Data entries:
━━━
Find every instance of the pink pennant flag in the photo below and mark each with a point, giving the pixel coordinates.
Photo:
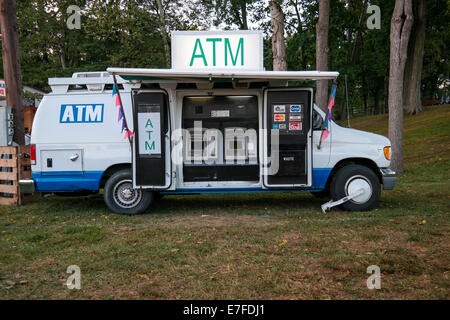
(128, 134)
(117, 101)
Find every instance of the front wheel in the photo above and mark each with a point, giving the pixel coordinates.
(120, 197)
(349, 180)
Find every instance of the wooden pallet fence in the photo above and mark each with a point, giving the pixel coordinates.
(14, 165)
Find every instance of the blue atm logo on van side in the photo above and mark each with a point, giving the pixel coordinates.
(81, 113)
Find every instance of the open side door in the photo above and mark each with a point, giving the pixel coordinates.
(287, 112)
(151, 148)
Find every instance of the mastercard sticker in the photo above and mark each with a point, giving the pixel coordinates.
(295, 126)
(279, 117)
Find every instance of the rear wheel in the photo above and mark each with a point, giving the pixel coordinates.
(349, 180)
(120, 197)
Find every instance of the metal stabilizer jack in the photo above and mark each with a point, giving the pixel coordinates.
(330, 204)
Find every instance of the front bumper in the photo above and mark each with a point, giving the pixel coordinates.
(27, 186)
(389, 178)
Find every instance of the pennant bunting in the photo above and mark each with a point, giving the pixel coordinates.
(128, 134)
(326, 130)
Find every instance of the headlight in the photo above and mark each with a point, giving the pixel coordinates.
(387, 153)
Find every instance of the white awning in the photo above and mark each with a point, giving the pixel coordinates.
(172, 74)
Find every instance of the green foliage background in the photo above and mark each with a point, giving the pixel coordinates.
(129, 34)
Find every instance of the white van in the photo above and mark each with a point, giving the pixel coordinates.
(211, 132)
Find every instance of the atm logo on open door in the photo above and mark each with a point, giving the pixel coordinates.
(81, 113)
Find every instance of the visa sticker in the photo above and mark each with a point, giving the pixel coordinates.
(279, 108)
(293, 117)
(296, 108)
(295, 126)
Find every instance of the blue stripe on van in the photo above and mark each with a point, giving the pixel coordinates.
(67, 180)
(90, 180)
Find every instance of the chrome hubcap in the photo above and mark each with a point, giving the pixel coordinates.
(125, 196)
(356, 183)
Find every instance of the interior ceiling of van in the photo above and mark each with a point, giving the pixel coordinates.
(132, 74)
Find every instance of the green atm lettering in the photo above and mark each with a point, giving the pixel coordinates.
(214, 40)
(194, 55)
(228, 49)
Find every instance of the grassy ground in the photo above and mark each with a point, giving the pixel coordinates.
(248, 246)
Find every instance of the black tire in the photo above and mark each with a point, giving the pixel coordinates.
(355, 177)
(121, 198)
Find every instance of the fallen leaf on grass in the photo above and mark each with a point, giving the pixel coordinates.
(144, 276)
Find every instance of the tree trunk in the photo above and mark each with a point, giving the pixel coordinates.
(401, 24)
(11, 66)
(414, 63)
(162, 23)
(322, 52)
(278, 45)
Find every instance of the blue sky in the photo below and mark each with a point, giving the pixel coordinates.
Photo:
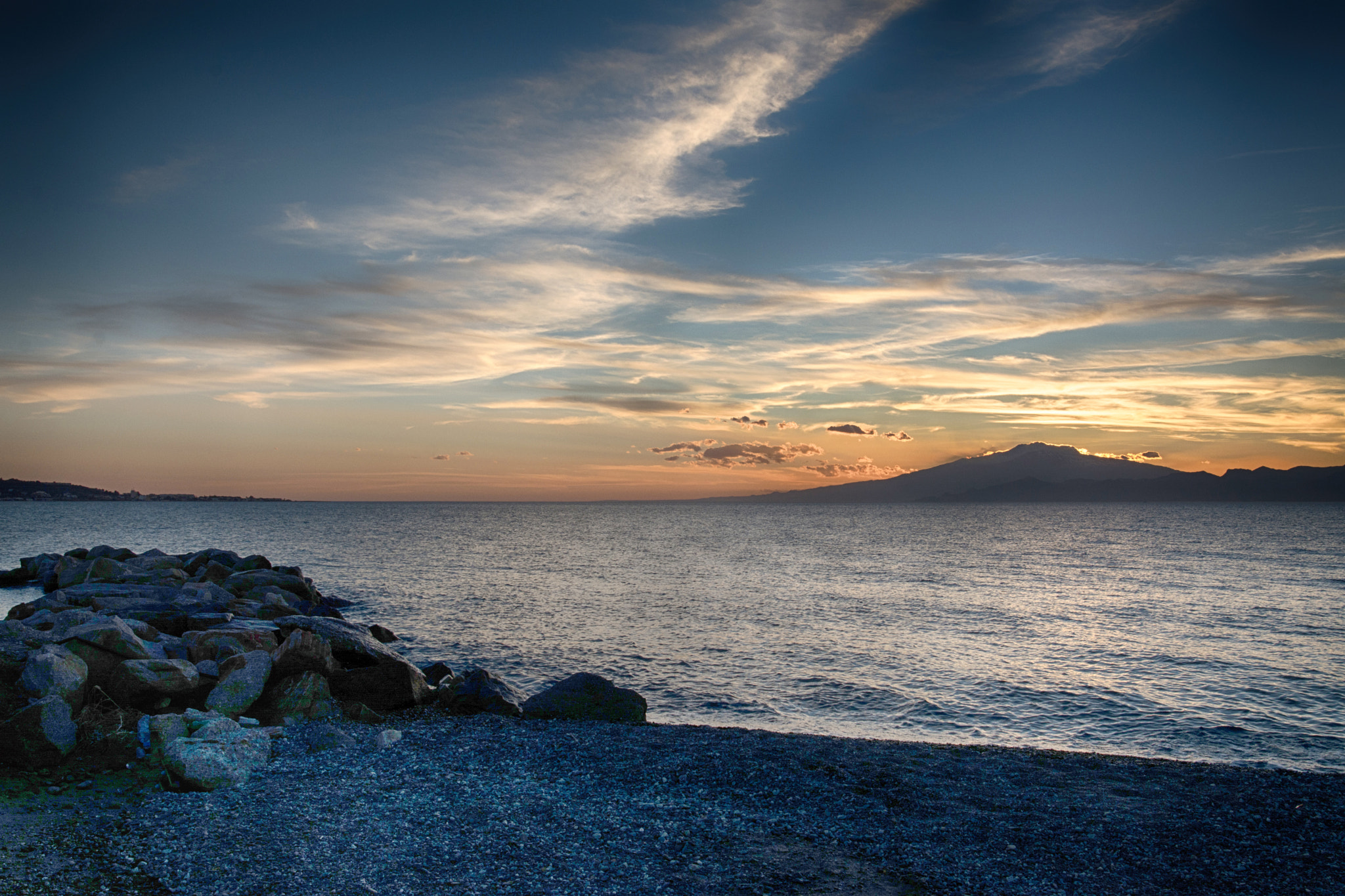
(444, 251)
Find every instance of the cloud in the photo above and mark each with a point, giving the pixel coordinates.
(699, 445)
(1336, 448)
(146, 183)
(862, 468)
(755, 454)
(1133, 456)
(625, 137)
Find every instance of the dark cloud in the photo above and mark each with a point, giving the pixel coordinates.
(757, 454)
(699, 445)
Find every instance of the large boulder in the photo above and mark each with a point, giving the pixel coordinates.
(222, 758)
(483, 692)
(586, 696)
(55, 672)
(110, 634)
(241, 584)
(351, 644)
(240, 687)
(296, 699)
(72, 570)
(303, 652)
(146, 683)
(384, 687)
(205, 645)
(39, 735)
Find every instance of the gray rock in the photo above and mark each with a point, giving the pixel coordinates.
(385, 687)
(241, 687)
(55, 672)
(39, 735)
(295, 699)
(382, 634)
(351, 644)
(320, 738)
(205, 645)
(586, 696)
(304, 652)
(436, 672)
(110, 634)
(483, 692)
(101, 662)
(164, 730)
(221, 759)
(143, 683)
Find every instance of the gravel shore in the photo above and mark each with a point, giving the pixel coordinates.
(487, 805)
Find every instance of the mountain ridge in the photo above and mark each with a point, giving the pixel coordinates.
(1051, 467)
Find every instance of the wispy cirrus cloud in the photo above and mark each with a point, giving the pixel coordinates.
(621, 137)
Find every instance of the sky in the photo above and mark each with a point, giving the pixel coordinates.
(663, 250)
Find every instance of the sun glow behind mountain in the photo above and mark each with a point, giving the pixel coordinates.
(666, 251)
━━━
● Exercise aim
Give again the lines from the line holding "Find every instance of the large" through the close of the listing, both included, exactly as written and with nothing else.

● Written response
Find every instance of the large boulder in the photo above and mark each with a point, giving the pixel coordinates.
(222, 758)
(483, 692)
(586, 696)
(55, 672)
(110, 634)
(241, 584)
(351, 644)
(240, 687)
(296, 699)
(72, 570)
(303, 652)
(146, 683)
(384, 687)
(205, 645)
(39, 735)
Find every instance of the gray rock in the photo above and mark each with a point, giving the pixel coordinates.
(385, 687)
(241, 687)
(55, 672)
(39, 735)
(295, 699)
(382, 634)
(351, 644)
(320, 738)
(205, 645)
(586, 696)
(304, 652)
(436, 672)
(110, 634)
(483, 692)
(101, 662)
(164, 730)
(221, 759)
(143, 683)
Find every instance of the gravel shore in the photo above and mark each with a point, giving the pixel coordinates.
(487, 805)
Find every instance of the mountain ridge in the photo above and mark each with a point, giving the pixel coordinates.
(1051, 467)
Find every instance of the wispy cirrus cloud in the photo above and mark each with a point, giving the pixel coordinates.
(621, 137)
Find every instance of the sky in the photo above and mark each with a point, giving the pixel coordinates.
(663, 250)
Find every instance of the sun glow behind mountain in the photo above and mark each with a point, giving the pixel coordinates.
(666, 251)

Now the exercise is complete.